BEGIN

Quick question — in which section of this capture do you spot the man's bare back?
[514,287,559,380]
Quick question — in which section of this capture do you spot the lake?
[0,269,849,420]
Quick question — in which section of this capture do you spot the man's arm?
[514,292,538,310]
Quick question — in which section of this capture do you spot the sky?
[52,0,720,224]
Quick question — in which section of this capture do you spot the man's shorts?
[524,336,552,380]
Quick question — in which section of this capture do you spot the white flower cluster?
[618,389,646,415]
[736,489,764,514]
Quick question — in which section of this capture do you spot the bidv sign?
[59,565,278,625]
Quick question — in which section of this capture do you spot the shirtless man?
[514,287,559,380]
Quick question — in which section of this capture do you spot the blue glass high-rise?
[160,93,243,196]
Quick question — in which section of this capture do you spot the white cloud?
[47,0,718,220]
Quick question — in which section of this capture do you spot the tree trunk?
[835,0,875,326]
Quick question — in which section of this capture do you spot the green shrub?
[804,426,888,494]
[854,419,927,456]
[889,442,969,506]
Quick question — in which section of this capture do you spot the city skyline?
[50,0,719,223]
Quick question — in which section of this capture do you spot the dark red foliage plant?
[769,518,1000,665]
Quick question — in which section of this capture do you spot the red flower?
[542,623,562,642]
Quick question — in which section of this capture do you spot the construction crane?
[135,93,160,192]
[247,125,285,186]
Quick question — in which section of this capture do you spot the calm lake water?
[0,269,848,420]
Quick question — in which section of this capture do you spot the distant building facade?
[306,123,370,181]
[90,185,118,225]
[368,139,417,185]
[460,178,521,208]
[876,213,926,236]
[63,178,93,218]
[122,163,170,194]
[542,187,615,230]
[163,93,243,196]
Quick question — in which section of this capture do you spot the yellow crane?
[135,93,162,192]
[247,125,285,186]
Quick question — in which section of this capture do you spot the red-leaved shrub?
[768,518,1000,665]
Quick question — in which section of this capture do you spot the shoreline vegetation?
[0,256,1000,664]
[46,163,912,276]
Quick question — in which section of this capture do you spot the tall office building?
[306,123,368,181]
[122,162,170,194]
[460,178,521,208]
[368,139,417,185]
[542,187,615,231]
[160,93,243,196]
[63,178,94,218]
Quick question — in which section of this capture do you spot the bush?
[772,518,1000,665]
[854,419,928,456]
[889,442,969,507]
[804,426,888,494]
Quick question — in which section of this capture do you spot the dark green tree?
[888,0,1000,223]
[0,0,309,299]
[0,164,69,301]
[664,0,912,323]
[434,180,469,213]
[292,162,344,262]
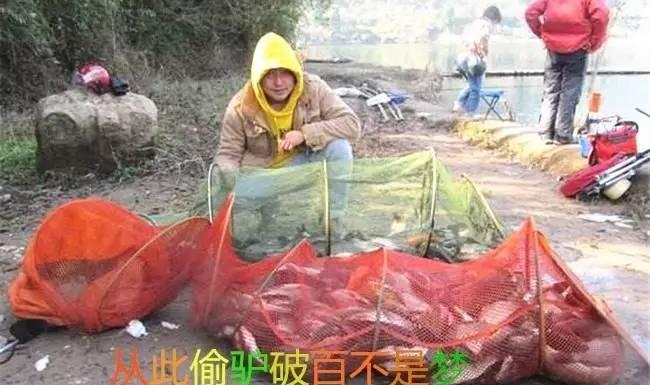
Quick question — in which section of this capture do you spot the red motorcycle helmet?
[73,64,111,95]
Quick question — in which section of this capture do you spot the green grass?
[0,137,36,179]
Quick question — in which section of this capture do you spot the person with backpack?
[526,0,609,145]
[452,5,501,115]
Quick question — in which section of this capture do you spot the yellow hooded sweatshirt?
[251,32,304,167]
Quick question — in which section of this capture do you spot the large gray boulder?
[36,88,158,172]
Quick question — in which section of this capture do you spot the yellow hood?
[251,32,304,138]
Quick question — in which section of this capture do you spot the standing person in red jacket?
[526,0,609,144]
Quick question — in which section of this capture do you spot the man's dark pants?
[540,50,587,143]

END

| Task requirements |
Give all the items above as a CSV with two columns, item and answer, one row per item, with each item's text and its answer each in a single quoted field and any line breaks replaced by spaces. Leave the pictures out.

| Task answer |
item,answer
"Quick question — in which section of this capture do you spot the man's bare back?","[514,287,559,380]"
"Quick question — in which section of this capture do you spot the lake?","[0,269,849,420]"
"Quick question — in which section of this capture do you spot the man's arm?","[514,292,538,310]"
"Quick question — in which section of this capture do you spot the sky?","[52,0,720,224]"
"Quick question — in which section of this capture do you spot the man's shorts?","[524,336,552,380]"
"Quick question — in which section of this capture do you spot the white flower cluster?","[618,389,646,415] [736,489,764,514]"
"Quick question — in which section of this capture do you spot the bidv sign?","[59,565,278,625]"
"Quick question — in which section of this capture do you spot the shirtless man?","[514,287,559,380]"
"Quick question — in which section of this capture do you spot the blue glass high-rise?","[160,93,243,196]"
"Quick question — in which section of this capture do you spot the white cloud?","[47,0,718,220]"
"Quick question — in which section of this capture do you spot the tree trunk?","[835,0,875,326]"
"Quick question — in which section of this capture do you spot the green shrub?","[804,426,888,494] [854,419,927,456] [889,442,969,506]"
"Quick question — in which section of this capture do you spot the city skyline?","[50,0,719,223]"
"Quick question — in which section of this capture do you spot the dark red foliage plant?","[769,518,1000,665]"
"Quick question — in which section of this capture do you spot the red flower?","[542,623,562,642]"
"Quick question — in which section of this capture do you spot the construction crane?","[135,93,160,192] [247,125,285,186]"
"Quick question — in which section of this capture do you spot the calm lake water?","[0,269,848,420]"
"Quick question — in which section of this capture do you spot the distant building facade?","[306,123,370,181] [90,185,118,225] [368,139,417,185] [460,178,521,208] [876,213,926,236] [63,178,93,218] [122,163,170,194] [542,187,615,230] [163,93,243,196]"
"Quick question — in which section of this capture do you spot the yellow crane?","[135,93,162,192] [247,125,285,186]"
"Quick question — in which section of this capture do you spot the red-leaved shrub?","[768,518,1000,665]"
"Quick question — in which section of this capture do you spot the shoreline vegetation?","[0,256,1000,664] [46,163,912,276]"
"Quick question — in which section of this capture do you spot the tall office building?","[306,123,368,181] [122,162,170,194] [460,178,521,208] [368,139,417,185] [542,187,615,231] [160,93,243,196] [63,178,94,218]"
"Quick question — in which section of this capture do you spot the bush?","[772,518,1000,665] [854,419,928,456] [889,442,969,507] [804,426,888,494]"
"Quick question — in which section of this capture do you spot the dark green tree?","[888,0,1000,223] [0,0,309,299] [0,164,69,301] [664,0,912,323] [434,180,469,213] [292,162,344,262]"
"Quick question — in which section of this capture do you spot the red motorcycle helmet?","[73,64,111,95]"
"Quick question — in which section of this capture do you spot the green grass?","[0,137,36,179]"
"Quick question — in which section of this capture do you spot the person with backpack?","[526,0,609,145] [452,5,501,115]"
"Quick question — in which section of this capture do you spot the yellow hooded sweatshirt?","[251,32,304,167]"
"Quick question — in which section of this capture do you spot the large gray boulder?","[36,88,158,172]"
"Quick question — in which section of this capture do you spot the yellow hood?","[251,32,304,138]"
"Quick question — in which section of this capture do you spot the standing person in red jacket?","[526,0,609,144]"
"Quick question — in which section of this capture do you spot the man's dark pants?","[540,50,587,143]"